Copy the lines from the first one through the line containing "Inside and outside", inclusive, putting "gray trousers" in place of "black trousers" and changing nothing else.

### Data shown
========================
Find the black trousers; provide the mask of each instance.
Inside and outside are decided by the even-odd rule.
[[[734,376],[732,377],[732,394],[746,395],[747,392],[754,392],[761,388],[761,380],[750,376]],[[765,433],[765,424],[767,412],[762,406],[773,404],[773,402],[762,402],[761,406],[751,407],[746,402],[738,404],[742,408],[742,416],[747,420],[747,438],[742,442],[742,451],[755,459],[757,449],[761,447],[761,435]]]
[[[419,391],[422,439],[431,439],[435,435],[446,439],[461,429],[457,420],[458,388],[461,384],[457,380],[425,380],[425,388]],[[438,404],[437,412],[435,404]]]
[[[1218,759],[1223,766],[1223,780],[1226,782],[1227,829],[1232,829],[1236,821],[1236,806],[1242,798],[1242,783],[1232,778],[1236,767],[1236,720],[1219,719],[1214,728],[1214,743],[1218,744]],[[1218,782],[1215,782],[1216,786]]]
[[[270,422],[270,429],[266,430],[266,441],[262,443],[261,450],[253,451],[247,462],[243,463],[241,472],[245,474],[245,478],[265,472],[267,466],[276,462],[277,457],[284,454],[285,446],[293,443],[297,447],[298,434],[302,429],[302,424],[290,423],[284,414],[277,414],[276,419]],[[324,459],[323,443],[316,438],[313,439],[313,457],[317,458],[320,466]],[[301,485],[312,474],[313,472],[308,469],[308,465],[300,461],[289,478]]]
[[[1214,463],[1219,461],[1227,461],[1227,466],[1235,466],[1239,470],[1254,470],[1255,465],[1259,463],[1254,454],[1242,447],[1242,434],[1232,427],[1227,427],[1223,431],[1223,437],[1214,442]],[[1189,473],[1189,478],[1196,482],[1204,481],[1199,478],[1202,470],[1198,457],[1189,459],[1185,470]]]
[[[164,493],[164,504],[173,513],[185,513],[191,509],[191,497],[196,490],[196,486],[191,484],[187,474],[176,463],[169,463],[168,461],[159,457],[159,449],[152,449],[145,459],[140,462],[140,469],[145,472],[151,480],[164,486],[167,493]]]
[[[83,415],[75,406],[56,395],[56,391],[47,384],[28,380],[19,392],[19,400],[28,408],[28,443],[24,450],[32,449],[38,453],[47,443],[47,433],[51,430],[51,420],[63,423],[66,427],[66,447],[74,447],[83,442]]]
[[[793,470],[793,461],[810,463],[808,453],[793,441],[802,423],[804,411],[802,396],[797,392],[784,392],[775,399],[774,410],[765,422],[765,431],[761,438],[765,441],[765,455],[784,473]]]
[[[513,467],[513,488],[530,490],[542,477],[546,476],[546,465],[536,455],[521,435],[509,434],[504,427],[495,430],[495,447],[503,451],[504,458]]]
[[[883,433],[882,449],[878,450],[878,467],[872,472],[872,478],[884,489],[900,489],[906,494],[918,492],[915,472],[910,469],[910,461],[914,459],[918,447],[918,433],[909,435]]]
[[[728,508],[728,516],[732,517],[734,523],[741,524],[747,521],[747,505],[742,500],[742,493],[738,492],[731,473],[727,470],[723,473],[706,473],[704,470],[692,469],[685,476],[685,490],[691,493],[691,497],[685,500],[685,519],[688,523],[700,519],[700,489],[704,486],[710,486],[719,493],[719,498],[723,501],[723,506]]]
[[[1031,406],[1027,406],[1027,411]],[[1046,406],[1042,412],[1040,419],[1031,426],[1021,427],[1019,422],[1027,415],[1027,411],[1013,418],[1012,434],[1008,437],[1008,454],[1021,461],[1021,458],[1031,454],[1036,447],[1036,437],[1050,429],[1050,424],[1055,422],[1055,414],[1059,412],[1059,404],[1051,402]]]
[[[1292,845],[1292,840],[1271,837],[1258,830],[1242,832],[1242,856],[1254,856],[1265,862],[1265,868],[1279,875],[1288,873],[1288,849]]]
========================
### Task solution
Find the gray trousers; provide the mask of each instance.
Inside and outside are decided by the even-odd rule.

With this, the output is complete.